ISTRUZIONI:
A – Nel testo sul film Iddu, quale attore interpreta il personaggio immaginario di Catello Palumbo?
B – Prosegui il testo sul film Iddu, ripartendo subito dopo l'ultima frase riportata.

TESTO FORNITO:

........

Il ruolo che ebbe l’ex sindaco è affidato al personaggio immaginario di Catello Palumbo, interpretato con estro da saltimbanco da Toni Servillo.

Attorno ai fatti veri, poi, c’è la fiction, che muove Iddu con fili pesanti e dialoghi artificiosi che rendono il racconto tedioso e disorientante, soprattutto quando si muove tra marescialli, appuntanti e l’agente Rita Mancuso, altro personaggio fittizio interpretato da Daniella Marra. Non si entra quasi mai, davvero, nell'intimità del boss.

Da sinistra: Toni Servillo, Fabio Grassadonia, Antonio Piazza ed Elio Germano

Chi era Matteo Messina Denaro nei suoi pizzini

Grassadonia e Piazza, entrambi siciliani, si erano fatti notare nel 2013 a Cannes con Salvo, storia poetica di mafia e solitudine. In Sicilian Ghost Story (2017) invece avevano narrato in chiave favolistica l’omicidio del piccolo Giuseppe Di Matteo: tra i responsabili del rapimento c’era Matteo Messina Denaro.

«Abbiamo cominciato a lavorare a Iddu qualche anno fa. A lungo la figura di Matteo Messina Denaro è stata sottovalutata, non si è capita la grande importanza di questo criminale quindi la ricerca non è stata approfondita», racconta il regista Grassadonia. «Poi ci siamo imbattuti nel carteggio sviluppato tra il 2004 e il 2006, in una decina di lettere, molto interessanti. Al di là delle poche righe sui suoi affari, Messina Denaro si dilungava molto su se stesso ed emergeva il ritratto di uno strano narciso. Il sindaco invece sembrava incarnare un certo tipo di maschera di commedia all’italiana. Abbiamo riconosciuto in questo epistolario il seme di una possibile storia».

Mentre il film era in produzione, è sopraggiunto l’arresto del boss. «Sono usciti più materiali e audio su di lui. Abbiamo quindi interrogato il ritratto che ne avevamo fatto con i dati che emergevano e ci siamo resi conto che il nostro affresco era abbastanza fedele. E abbiamo proseguito il lavoro».

Toni Servillo ed Elio Germano nel film "Iddu" (Credits: Giulia Parlato)

........

Voci della raccolta
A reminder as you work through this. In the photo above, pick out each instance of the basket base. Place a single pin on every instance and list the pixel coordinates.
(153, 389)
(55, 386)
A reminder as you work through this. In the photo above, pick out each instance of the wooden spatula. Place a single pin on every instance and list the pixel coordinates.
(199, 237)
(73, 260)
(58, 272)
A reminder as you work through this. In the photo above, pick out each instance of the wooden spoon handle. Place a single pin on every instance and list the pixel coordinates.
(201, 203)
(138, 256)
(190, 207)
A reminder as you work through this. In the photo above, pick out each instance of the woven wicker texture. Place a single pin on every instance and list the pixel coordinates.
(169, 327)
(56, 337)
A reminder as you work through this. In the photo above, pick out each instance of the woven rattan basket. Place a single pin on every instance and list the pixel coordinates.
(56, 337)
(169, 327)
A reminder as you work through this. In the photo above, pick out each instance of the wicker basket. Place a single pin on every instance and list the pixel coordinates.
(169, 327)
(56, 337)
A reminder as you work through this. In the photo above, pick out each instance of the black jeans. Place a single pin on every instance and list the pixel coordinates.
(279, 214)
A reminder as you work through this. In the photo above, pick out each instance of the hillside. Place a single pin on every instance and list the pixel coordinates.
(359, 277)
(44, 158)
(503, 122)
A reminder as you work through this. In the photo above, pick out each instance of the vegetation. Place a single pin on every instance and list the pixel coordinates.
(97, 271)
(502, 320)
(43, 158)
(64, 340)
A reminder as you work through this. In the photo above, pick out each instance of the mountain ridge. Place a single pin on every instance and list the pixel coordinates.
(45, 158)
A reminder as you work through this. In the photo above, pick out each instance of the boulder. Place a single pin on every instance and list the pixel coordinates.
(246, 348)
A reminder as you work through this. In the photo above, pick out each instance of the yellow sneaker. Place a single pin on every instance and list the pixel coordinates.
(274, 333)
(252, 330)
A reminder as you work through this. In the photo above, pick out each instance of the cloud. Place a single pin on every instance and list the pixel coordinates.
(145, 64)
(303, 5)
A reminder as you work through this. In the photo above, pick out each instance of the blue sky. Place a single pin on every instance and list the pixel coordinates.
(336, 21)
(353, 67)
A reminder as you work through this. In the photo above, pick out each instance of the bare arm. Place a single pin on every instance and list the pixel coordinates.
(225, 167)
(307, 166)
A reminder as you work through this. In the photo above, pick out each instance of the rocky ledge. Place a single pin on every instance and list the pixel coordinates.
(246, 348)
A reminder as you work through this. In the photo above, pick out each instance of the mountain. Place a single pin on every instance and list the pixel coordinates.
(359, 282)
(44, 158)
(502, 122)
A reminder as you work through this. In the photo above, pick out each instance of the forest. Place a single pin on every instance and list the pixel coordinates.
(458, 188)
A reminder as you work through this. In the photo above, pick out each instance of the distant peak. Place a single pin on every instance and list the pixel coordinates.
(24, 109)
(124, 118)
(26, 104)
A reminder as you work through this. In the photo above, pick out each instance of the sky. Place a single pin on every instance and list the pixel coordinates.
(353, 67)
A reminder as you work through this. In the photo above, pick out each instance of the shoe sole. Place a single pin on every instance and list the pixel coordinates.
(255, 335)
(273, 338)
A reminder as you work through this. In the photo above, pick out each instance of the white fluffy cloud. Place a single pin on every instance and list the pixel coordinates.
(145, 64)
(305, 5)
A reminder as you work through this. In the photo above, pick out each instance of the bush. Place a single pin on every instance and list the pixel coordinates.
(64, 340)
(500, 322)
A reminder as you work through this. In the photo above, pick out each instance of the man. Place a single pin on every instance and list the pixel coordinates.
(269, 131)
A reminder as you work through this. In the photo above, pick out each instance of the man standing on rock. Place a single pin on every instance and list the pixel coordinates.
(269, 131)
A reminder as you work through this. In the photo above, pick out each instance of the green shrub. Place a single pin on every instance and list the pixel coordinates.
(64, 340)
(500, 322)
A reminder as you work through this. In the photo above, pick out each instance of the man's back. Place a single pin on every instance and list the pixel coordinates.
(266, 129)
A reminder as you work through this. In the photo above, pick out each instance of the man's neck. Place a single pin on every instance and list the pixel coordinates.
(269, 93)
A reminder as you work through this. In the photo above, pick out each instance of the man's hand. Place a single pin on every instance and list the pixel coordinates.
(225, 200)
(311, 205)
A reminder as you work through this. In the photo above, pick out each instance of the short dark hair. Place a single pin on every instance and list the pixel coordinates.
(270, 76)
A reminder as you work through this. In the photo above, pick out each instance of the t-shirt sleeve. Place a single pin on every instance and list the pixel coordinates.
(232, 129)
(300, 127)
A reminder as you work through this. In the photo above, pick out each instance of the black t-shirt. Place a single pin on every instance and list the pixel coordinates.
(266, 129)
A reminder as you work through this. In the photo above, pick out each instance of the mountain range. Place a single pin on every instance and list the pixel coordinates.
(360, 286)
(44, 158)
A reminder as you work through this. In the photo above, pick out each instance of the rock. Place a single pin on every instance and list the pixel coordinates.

........

RISPOSTE AI COMPITI:
A – Toni Servillo.

B –
“Oggi mi ritrovo ad aver letto davvero tanto, essendo la lettura il mio passatempo preferito”, scriveva Messina Denaro nei “pizzini” attraverso cui gestiva la sua vita in clandestinità. Gli scritti spesso trascendevano la loro funzione pratica di comunicazione criminale, mostrando un certo gusto per l’uso del linguaggio e la capacità di modulare il tono e la lingua a seconda dei diversi destinatari, come si evince da Iddu.

«Messina Denaro leggeva Baudelaire, Dostoevskij. Nei suoi luoghi sono stati trovati 200 dvd tra cui Antonioni, ovviamente Coppola, Papaleo e Sex & the city», dice Piazza.
Iddu affronta lievemente anche il rapporto del boss con le donne. «Il suo rapporto con le donne lo rende una figura peculiare, perché siamo abituati a boss sposati con santini nelle tasche mentre lui non si è mai sposato. Dietro si nasconde un patriarcato patologico che non può che dare frutti malati».

Il bilancio dei film italiani in concorso a Venezia

Archiviato Iddu, presto alla prova del pubblico (arriverà nelle sale a ottobre con 01 Distribution), a Venezia 81 è finita la passerella dei cinque italiani in corsa per il Leone d’oro.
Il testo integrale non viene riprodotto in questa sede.